Instructions to follow:
Count the rows below that contain the string "Coordinates" and reply with only that number.

Stored records
..............................

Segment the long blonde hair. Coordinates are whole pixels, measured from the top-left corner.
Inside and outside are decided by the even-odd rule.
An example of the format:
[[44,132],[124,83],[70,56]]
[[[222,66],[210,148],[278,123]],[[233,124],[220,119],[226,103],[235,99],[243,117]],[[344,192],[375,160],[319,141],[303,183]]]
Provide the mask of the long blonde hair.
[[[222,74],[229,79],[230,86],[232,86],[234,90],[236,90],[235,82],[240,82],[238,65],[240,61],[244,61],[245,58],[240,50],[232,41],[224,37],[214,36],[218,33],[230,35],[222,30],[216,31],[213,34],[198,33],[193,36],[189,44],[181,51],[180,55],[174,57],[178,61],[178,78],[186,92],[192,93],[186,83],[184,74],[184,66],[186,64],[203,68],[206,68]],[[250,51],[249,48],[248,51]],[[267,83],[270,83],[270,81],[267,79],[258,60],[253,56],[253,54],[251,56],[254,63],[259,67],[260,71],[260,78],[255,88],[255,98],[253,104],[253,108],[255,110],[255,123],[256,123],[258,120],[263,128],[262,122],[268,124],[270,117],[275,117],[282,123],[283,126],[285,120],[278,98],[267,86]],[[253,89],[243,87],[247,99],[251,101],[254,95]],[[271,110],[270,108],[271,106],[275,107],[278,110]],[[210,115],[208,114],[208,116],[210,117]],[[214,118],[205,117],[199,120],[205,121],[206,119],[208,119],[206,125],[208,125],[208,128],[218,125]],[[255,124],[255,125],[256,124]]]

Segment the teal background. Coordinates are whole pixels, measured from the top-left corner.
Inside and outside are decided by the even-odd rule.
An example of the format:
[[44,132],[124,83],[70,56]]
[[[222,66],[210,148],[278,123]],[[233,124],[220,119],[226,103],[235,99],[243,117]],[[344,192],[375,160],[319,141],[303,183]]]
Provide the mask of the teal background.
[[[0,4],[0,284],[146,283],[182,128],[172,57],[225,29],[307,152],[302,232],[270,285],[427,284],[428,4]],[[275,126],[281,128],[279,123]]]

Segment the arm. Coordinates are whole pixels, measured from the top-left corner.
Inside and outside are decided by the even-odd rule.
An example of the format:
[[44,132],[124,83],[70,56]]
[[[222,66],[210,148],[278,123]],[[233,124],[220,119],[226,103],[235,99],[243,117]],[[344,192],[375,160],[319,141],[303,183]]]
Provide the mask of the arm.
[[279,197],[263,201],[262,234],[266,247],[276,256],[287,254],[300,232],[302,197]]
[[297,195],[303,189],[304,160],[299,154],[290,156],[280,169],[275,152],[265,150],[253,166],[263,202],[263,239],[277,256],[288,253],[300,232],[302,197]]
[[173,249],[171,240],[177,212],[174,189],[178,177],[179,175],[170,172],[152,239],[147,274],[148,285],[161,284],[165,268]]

..............................

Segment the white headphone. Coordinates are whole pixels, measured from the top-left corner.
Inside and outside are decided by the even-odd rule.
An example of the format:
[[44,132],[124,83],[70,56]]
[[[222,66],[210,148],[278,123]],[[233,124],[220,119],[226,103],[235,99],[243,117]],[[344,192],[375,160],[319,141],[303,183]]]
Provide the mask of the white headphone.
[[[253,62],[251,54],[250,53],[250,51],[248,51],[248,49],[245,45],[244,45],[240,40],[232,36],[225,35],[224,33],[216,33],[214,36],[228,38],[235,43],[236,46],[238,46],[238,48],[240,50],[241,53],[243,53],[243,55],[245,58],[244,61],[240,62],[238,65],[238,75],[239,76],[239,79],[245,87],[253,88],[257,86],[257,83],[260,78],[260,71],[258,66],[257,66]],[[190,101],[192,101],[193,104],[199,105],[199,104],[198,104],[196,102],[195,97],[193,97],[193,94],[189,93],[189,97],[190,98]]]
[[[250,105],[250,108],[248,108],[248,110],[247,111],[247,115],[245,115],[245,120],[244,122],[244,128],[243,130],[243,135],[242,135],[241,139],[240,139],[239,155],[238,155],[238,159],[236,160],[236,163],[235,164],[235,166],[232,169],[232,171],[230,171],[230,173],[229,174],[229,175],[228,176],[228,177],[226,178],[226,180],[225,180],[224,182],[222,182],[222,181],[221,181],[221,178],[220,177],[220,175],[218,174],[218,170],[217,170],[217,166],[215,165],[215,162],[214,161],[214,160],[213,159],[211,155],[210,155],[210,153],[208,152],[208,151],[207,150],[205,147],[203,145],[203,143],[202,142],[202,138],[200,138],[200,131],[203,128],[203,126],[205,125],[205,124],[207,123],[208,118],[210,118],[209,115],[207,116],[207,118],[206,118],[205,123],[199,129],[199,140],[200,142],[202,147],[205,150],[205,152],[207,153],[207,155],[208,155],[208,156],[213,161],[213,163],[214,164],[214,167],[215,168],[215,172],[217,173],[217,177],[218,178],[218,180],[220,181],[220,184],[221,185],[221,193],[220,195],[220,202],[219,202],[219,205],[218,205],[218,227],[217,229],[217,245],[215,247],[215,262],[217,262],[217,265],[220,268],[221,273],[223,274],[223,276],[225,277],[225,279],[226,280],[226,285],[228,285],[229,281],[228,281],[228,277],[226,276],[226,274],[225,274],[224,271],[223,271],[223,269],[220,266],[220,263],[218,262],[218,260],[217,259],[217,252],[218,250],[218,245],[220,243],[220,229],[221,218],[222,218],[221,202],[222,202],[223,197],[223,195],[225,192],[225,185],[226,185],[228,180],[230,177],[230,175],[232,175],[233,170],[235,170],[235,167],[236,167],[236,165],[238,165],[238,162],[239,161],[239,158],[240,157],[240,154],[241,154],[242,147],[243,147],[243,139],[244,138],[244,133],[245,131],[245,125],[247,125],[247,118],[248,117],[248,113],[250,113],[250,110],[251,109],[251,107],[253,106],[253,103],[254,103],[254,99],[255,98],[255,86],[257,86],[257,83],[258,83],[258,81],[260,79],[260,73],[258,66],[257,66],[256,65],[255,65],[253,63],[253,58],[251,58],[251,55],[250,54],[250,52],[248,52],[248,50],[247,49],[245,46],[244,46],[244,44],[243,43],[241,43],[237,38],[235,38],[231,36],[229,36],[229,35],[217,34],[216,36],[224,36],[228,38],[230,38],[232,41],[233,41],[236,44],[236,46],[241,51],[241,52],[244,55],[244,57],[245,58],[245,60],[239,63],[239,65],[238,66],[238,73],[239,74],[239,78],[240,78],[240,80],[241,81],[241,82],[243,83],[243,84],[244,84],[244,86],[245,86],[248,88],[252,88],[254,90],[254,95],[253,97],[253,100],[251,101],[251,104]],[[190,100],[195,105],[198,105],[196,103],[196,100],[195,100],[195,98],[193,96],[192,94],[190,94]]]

..............................

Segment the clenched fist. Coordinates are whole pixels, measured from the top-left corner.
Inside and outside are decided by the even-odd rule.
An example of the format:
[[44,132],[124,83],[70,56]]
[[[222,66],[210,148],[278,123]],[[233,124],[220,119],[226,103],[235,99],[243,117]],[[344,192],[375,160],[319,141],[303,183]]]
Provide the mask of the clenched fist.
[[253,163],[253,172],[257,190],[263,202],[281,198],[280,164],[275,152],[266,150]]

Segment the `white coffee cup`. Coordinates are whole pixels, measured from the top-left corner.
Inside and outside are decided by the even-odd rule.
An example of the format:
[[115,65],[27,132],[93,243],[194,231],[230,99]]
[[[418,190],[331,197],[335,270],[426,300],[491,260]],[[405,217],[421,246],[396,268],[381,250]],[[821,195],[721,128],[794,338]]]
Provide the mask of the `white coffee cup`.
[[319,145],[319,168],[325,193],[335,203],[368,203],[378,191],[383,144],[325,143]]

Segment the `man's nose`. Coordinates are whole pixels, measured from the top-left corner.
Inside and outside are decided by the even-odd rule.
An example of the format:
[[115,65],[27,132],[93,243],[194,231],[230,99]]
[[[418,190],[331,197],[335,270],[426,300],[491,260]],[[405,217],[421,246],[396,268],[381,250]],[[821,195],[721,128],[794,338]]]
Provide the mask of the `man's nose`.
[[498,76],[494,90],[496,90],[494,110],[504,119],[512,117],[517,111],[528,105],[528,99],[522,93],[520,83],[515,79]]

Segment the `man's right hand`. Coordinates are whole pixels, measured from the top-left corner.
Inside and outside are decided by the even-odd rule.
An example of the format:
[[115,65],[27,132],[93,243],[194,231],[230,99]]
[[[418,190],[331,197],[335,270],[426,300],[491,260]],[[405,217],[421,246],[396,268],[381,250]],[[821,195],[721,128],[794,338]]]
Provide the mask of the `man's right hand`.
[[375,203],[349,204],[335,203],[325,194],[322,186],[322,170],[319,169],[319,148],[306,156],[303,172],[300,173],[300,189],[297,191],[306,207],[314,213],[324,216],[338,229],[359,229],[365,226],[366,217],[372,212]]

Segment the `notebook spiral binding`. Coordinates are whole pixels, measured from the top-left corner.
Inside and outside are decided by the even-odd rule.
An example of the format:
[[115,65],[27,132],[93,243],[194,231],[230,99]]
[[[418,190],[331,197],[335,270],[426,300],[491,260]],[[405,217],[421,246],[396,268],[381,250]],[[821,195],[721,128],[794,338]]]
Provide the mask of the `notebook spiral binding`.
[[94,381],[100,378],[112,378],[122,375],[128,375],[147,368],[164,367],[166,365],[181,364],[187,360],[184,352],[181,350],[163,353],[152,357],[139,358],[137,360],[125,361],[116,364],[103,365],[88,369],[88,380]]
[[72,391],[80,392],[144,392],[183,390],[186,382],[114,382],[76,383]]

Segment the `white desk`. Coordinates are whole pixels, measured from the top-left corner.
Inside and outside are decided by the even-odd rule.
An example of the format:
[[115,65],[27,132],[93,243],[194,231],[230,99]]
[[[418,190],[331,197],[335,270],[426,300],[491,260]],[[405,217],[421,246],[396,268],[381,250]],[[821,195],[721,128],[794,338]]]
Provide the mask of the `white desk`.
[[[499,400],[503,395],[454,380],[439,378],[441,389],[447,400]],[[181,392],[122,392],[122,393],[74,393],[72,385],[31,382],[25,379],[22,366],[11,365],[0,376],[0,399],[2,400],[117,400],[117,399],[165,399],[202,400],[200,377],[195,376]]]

..............................

Task result:
10